▶ [EXERCISE PASSAGE]:
.....
Shopping mall in New York City

The Shops & Restaurants at Hudson Yards is an upscale indoor shopping mall in New York City, located at 20 Hudson Yards, at 33rd Street and Tenth Avenue, within the Hudson Yards complex in Midtown Manhattan. It was built with 1 e6sqft of space, including 750000 ft2 in retail, including department stores, containing one of the Manhattan’s newest neighborhood with very diverse shops, attractions, and restaurants. Of this, 445000 ft2 was converted to office space in 2023.
.....
▶ [STUDY QUESTIONS]:
A. Reproduce the passage about the Hudson Yards shopping mall word for word, starting at "The Shops &" and ending at "space in 2023.".
B. Continue the text on the Hudson Yards shopping mall from its final sentence onward.
.....
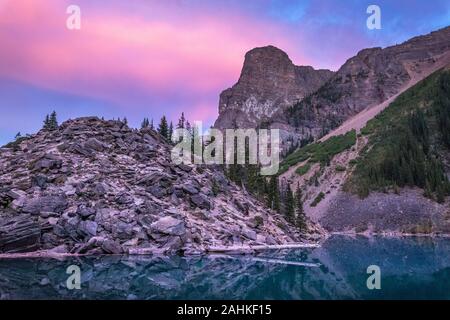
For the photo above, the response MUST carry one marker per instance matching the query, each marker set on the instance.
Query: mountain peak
(269, 82)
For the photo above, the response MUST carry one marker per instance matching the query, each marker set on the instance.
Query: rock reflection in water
(411, 268)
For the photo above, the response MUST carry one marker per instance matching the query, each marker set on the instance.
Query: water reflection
(417, 268)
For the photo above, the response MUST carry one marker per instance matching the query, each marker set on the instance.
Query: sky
(144, 58)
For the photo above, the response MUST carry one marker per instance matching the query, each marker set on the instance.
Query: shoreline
(238, 250)
(155, 252)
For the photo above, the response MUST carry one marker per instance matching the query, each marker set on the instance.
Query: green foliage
(405, 138)
(300, 219)
(321, 152)
(319, 198)
(303, 169)
(163, 127)
(145, 123)
(51, 122)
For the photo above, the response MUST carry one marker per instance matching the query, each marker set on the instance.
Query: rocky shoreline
(100, 187)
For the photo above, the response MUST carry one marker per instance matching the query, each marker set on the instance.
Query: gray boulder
(169, 226)
(19, 234)
(55, 203)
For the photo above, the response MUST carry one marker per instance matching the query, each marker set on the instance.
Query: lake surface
(411, 268)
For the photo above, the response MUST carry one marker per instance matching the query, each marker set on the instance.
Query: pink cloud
(114, 52)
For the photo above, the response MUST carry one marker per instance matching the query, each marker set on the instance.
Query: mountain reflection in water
(411, 268)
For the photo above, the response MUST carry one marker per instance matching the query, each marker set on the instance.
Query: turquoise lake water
(411, 268)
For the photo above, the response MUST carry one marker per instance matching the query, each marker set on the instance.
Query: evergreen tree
(181, 122)
(163, 128)
(188, 127)
(289, 205)
(300, 219)
(145, 123)
(273, 196)
(170, 133)
(46, 122)
(51, 122)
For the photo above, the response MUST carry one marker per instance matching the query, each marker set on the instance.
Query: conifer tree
(46, 122)
(273, 196)
(300, 219)
(163, 128)
(181, 122)
(170, 133)
(145, 123)
(289, 204)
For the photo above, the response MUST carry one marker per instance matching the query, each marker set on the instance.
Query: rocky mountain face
(95, 186)
(371, 77)
(269, 82)
(301, 101)
(392, 178)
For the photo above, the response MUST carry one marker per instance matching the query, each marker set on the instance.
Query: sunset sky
(141, 58)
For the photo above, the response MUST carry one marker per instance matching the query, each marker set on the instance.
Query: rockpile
(95, 186)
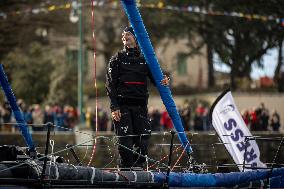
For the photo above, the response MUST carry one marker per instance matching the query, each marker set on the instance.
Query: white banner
(233, 131)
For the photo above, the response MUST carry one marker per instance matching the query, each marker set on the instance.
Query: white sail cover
(233, 131)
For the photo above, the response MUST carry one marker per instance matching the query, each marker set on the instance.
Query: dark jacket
(126, 79)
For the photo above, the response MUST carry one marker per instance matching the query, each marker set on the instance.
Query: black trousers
(133, 132)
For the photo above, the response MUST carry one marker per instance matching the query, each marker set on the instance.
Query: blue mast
(16, 110)
(145, 44)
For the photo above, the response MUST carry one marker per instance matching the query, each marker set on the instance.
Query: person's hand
(116, 115)
(165, 81)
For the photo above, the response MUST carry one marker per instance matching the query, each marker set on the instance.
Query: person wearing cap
(126, 85)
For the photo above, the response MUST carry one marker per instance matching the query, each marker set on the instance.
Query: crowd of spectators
(196, 120)
(36, 117)
(66, 117)
(257, 119)
(260, 119)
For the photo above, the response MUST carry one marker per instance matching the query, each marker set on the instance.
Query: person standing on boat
(126, 86)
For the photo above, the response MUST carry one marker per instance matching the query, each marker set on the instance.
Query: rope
(179, 157)
(95, 80)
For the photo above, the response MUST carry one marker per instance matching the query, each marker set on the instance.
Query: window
(181, 64)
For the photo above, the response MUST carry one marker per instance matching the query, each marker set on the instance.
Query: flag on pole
(234, 133)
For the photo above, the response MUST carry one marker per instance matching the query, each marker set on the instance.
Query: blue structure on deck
(222, 179)
(152, 61)
(16, 110)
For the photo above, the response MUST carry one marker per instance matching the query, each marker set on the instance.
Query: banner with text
(231, 128)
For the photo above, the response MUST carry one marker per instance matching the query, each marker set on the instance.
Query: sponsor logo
(227, 108)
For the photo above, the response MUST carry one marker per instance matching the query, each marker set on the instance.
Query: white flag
(233, 131)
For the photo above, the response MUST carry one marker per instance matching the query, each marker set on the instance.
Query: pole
(80, 64)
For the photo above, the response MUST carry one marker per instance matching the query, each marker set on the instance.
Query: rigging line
(179, 157)
(60, 151)
(95, 80)
(164, 157)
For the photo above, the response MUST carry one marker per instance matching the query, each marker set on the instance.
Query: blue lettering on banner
(237, 135)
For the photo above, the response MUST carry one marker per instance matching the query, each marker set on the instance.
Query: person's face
(128, 40)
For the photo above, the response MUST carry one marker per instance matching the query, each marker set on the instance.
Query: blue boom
(152, 61)
(16, 110)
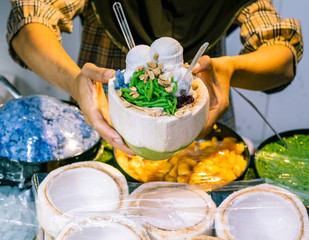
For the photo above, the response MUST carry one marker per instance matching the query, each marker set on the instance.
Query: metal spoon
(197, 56)
(261, 115)
(123, 24)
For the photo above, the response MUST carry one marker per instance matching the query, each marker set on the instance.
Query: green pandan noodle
(151, 94)
(288, 167)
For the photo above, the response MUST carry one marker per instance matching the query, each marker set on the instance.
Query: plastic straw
(194, 62)
(123, 24)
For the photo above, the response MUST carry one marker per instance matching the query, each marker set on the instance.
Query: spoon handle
(123, 24)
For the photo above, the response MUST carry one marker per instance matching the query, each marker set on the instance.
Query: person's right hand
(89, 94)
(216, 74)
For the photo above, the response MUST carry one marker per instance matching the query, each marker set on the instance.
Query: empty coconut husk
(105, 226)
(78, 189)
(172, 210)
(262, 212)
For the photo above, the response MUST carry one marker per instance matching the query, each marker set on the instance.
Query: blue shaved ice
(41, 128)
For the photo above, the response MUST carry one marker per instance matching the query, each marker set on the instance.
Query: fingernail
(118, 140)
(109, 73)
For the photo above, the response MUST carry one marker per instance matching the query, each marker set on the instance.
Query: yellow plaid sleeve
(56, 14)
(261, 26)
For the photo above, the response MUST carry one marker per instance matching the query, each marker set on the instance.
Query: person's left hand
(216, 74)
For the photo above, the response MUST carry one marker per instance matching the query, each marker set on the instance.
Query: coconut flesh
(77, 189)
(171, 210)
(105, 226)
(263, 212)
(149, 132)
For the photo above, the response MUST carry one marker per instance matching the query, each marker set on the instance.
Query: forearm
(39, 48)
(267, 68)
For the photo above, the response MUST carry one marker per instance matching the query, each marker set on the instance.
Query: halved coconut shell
(105, 226)
(77, 189)
(262, 212)
(172, 210)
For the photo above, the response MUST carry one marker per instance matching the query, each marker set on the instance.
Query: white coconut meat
(77, 189)
(107, 226)
(148, 132)
(263, 212)
(204, 238)
(171, 210)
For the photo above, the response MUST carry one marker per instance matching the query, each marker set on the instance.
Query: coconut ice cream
(156, 109)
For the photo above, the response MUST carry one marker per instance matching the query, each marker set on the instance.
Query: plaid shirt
(260, 25)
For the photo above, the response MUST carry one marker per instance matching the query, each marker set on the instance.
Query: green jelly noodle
(151, 94)
(289, 166)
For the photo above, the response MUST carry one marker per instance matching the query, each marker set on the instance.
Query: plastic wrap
(17, 214)
(287, 167)
(94, 201)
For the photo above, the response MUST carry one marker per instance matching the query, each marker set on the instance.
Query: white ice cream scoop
(137, 56)
(170, 52)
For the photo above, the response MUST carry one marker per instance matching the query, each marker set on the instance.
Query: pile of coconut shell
(91, 200)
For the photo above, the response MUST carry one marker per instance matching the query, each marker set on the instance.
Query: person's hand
(89, 94)
(216, 74)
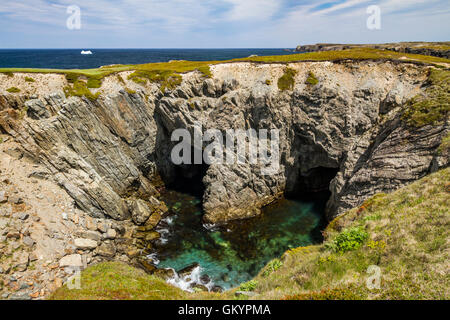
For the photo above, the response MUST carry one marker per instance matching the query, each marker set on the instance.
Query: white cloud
(252, 9)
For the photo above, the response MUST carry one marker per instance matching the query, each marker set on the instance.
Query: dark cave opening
(314, 186)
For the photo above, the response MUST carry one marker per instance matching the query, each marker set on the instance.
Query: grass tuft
(287, 80)
(312, 80)
(432, 106)
(13, 90)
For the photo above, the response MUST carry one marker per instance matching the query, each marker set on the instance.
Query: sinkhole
(229, 255)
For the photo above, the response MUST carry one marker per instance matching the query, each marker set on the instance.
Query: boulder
(73, 260)
(165, 273)
(107, 250)
(187, 270)
(85, 244)
(3, 197)
(140, 211)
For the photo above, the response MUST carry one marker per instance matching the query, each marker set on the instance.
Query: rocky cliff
(345, 131)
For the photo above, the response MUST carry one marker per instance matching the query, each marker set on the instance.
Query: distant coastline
(72, 59)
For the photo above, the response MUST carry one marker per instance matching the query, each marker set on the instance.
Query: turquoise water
(235, 253)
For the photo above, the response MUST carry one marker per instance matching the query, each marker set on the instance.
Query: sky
(218, 23)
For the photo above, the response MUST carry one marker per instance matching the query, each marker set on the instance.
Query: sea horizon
(73, 59)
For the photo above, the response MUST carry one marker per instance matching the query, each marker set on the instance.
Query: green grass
(312, 80)
(166, 78)
(80, 89)
(203, 67)
(433, 104)
(13, 90)
(404, 233)
(348, 240)
(94, 83)
(118, 281)
(287, 80)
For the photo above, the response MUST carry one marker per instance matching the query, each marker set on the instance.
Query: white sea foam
(188, 281)
(154, 258)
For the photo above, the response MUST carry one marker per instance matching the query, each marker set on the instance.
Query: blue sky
(217, 23)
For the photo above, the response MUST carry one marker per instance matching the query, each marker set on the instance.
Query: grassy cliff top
(203, 66)
(404, 234)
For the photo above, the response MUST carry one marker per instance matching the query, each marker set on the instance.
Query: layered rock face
(344, 134)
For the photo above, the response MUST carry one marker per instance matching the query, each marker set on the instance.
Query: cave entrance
(314, 187)
(189, 179)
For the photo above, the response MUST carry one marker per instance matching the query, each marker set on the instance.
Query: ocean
(73, 59)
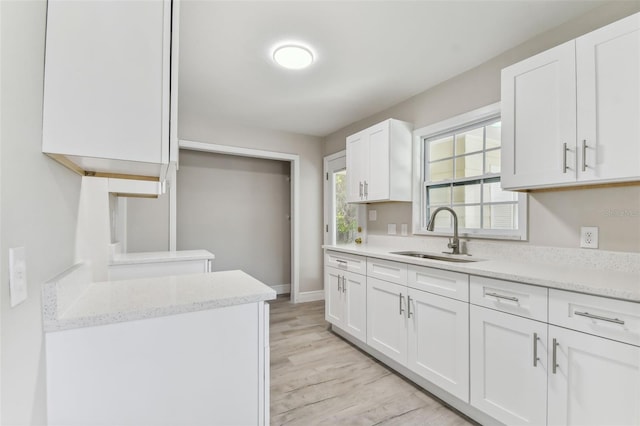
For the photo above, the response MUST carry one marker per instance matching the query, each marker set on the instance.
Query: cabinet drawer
(387, 270)
(444, 283)
(515, 298)
(346, 262)
(614, 319)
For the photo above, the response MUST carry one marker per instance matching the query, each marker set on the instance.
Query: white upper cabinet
(538, 119)
(106, 86)
(379, 163)
(570, 114)
(608, 64)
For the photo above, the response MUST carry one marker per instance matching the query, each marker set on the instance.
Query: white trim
(328, 201)
(282, 288)
(294, 159)
(467, 119)
(310, 296)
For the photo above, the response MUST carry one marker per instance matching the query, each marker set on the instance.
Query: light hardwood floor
(318, 378)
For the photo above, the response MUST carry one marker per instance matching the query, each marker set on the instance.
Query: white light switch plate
(17, 275)
(589, 237)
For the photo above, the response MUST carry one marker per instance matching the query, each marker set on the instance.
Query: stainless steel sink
(422, 255)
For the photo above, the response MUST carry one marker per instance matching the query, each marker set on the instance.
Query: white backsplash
(518, 252)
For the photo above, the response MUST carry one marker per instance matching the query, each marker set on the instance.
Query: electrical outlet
(17, 275)
(589, 237)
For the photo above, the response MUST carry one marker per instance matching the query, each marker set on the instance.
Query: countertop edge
(156, 257)
(52, 325)
(477, 269)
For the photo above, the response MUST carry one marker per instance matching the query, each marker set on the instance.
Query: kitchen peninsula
(162, 350)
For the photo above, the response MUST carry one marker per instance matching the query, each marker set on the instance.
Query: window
(460, 169)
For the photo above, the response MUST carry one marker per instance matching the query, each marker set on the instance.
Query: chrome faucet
(454, 243)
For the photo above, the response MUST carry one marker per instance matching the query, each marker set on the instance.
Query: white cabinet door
(355, 305)
(333, 295)
(106, 82)
(539, 119)
(596, 380)
(377, 184)
(379, 163)
(608, 81)
(508, 381)
(357, 166)
(439, 341)
(387, 319)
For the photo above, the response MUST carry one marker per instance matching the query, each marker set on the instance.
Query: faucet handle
(452, 244)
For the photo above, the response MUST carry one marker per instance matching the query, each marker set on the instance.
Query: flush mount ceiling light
(293, 56)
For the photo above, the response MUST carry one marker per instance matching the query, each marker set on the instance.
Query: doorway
(294, 163)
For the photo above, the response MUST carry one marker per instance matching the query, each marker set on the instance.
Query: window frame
(457, 123)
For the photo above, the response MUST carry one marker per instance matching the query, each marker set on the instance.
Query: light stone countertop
(160, 256)
(108, 302)
(608, 283)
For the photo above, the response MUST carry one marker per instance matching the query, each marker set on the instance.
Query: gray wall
(39, 200)
(554, 217)
(309, 148)
(147, 223)
(238, 208)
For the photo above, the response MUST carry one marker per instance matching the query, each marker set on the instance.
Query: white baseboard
(310, 296)
(282, 288)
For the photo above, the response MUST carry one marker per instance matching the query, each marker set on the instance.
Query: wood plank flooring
(317, 378)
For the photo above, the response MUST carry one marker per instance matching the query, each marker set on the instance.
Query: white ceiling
(370, 55)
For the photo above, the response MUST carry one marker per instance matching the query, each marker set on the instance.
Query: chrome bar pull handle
(500, 296)
(598, 317)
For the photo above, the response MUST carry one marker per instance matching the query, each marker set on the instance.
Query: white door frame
(294, 159)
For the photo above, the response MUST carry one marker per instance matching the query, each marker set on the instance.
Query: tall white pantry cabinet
(570, 114)
(107, 99)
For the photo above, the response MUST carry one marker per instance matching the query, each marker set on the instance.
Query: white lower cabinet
(346, 301)
(596, 381)
(387, 318)
(425, 332)
(439, 341)
(508, 367)
(518, 353)
(206, 367)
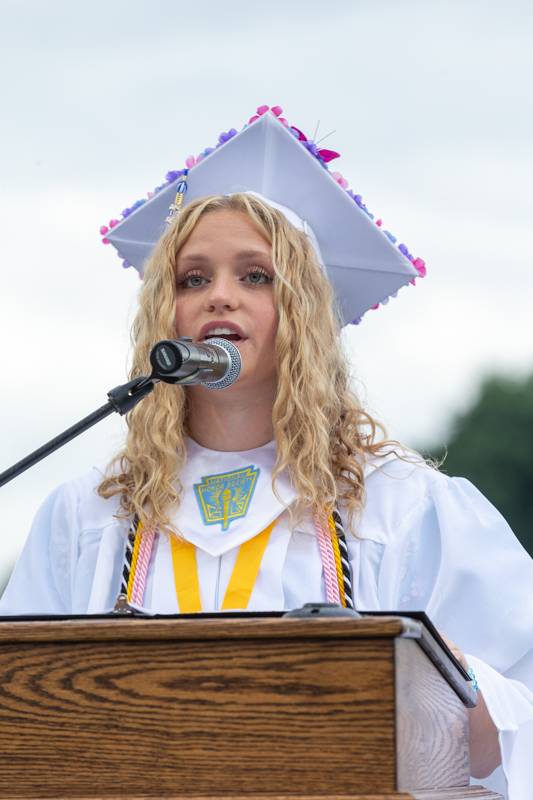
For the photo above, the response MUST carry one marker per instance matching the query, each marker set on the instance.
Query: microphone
(215, 363)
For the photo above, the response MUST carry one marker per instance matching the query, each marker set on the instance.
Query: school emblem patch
(226, 496)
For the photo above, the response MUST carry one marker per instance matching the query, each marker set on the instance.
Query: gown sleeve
(455, 557)
(41, 582)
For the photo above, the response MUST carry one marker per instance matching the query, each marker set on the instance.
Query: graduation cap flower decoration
(270, 158)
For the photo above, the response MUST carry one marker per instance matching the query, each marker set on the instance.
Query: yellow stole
(242, 580)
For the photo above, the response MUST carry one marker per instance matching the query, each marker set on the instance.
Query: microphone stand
(121, 399)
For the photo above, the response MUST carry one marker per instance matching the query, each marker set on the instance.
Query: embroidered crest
(226, 496)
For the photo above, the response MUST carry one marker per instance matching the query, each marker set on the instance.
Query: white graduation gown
(424, 542)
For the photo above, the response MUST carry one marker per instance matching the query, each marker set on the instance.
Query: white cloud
(431, 105)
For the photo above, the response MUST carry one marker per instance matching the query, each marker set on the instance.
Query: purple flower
(311, 146)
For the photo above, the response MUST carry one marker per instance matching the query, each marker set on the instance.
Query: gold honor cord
(242, 580)
(134, 559)
(337, 555)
.....
▶ [RESULTS]:
A.
The Shops & Restaurants at Hudson Yards is an upscale indoor shopping mall in New York City, located at 20 Hudson Yards, at 33rd Street and Tenth Avenue, within the Hudson Yards complex in Midtown Manhattan. It was built with 1 e6sqft of space, including 750000 ft2 in retail, including department stores, containing one of the Manhattan’s newest neighborhood with very diverse shops, attractions, and restaurants. Of this, 445000 ft2 was converted to office space in 2023.

B.
== History ==
In September 2014, Neiman Marcus signed to become the anchor tenant of the Hudson Yards retail space. The retail space, designed by Kohn Pedersen Fox and Elkus Manfredi Architects with a connection to the bases of 10 and 30 Hudson Yards, started construction in June 2015, with a 100,000 ST order of steel, one of the largest such orders in the history of the United States. The mall opened on March 15, 2019. Neiman Marcus occupied the top three levels and one-fourth of the mall, or 250000 sqft. Chef and restaurateur Thomas Keller opened his second restaurant in New York City, called TAK Room, in addition to selecting 11 other fine dining restaurants on the fifth through seventh floors. The mall was anchored by Dior and Chanel, with a Fifth Avenue mix of shops such as H&M, Zara, and Sephora below them.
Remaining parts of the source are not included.